*GOAL*. Produce the listing below again, exactly as shown.

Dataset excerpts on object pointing
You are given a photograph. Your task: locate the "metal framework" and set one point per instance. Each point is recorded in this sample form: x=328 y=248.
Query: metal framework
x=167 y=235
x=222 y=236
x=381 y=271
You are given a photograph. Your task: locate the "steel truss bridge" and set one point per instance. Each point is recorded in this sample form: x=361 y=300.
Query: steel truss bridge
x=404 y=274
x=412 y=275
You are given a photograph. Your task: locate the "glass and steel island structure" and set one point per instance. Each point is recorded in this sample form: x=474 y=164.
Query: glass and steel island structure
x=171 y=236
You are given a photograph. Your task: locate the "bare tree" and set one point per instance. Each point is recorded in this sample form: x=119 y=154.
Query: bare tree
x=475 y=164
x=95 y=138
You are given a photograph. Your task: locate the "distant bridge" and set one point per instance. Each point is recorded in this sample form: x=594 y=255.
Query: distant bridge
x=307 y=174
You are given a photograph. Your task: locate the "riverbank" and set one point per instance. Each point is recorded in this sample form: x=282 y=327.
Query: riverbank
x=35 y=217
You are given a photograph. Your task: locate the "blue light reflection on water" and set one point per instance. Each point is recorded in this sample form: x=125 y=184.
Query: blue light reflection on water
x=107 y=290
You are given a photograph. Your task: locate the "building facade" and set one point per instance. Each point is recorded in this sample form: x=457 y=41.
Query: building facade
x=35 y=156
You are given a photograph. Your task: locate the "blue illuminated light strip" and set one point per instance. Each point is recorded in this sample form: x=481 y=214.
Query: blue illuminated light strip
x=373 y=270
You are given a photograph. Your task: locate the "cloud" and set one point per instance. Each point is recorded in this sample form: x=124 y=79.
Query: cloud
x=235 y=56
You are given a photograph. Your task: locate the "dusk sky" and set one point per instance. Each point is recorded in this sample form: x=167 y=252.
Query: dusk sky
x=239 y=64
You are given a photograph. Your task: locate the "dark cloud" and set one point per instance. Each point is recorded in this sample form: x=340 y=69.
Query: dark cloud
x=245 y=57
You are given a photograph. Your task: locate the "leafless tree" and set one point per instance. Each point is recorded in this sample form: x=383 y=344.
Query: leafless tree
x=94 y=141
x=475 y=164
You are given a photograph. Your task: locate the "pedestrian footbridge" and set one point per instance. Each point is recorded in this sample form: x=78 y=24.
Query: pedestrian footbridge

*EXERCISE SOLUTION*.
You are given a photograph. Your task: locate the "metal framework" and set one point per instance. Each point is recorded in this sample form: x=328 y=248.
Query: metal framework
x=167 y=235
x=222 y=236
x=381 y=271
You are given a photograph. Your task: locate the "steel truss bridge" and set one point per instance. Each point is recorded in this sample form: x=361 y=300.
Query: steel truss bridge
x=404 y=274
x=412 y=275
You are given a photograph. Your task: locate the "glass and steel island structure" and set one point per instance. Each point is recorded in this sample form: x=474 y=164.
Query: glass and steel island structure
x=171 y=236
You are given a photograph. Your task: locate the "bare tree" and set one point per instance. Each point is recorded in this sample form: x=119 y=154.
Query: bare tree
x=475 y=164
x=95 y=138
You are given a photograph. Your task: locate the "distant bridge" and set one point per instance. Each point is recorded in this sample form: x=594 y=255.
Query: distant bridge
x=307 y=174
You are given a photograph. Your task: locate the "riverbank" and set one point per instance. Each point is recorded in this sample form: x=282 y=327.
Query: riverbank
x=35 y=217
You are given a photograph. Your task: locate the "blue light reflection on water" and set one point per instance. Each point is recorded in this sample form: x=125 y=184.
Query: blue light reflection on water
x=107 y=290
You are given a photograph. Your task: locate the "building facade" and set one point per instance. Each point is recorded in this sample form: x=457 y=41.
Query: building facade
x=35 y=156
You are given a photograph. Your task: locate the "blue illuminated light strip" and set one point per instance. Each point is recorded in this sample form: x=481 y=214.
Query: blue illuminated light strip
x=373 y=270
You are given a photograph. Your task: locate the "cloud" and set one point per instance. Each point is recorded in this sample form: x=124 y=79.
Query: cloud
x=235 y=56
You are given a photograph. Your task: locate the "dusk sky" and set one point per instance. Each point is recorded in this sample form: x=167 y=252.
Query: dusk sky
x=239 y=64
You are given a photograph. Your task: locate the "dark cloud" and set one point per instance. Each point is recorded in this sample form: x=340 y=69.
Query: dark cloud
x=245 y=57
You are given a photograph. Your task: locate the "leafless tree" and set one point per instance. Each point is recorded in this sample form: x=383 y=344.
Query: leafless tree
x=94 y=141
x=475 y=164
You are given a photograph. Your task: locate the "pedestrian footbridge" and set one point per instance. Each point is recorded in this sample form: x=78 y=24.
Query: pedestrian footbridge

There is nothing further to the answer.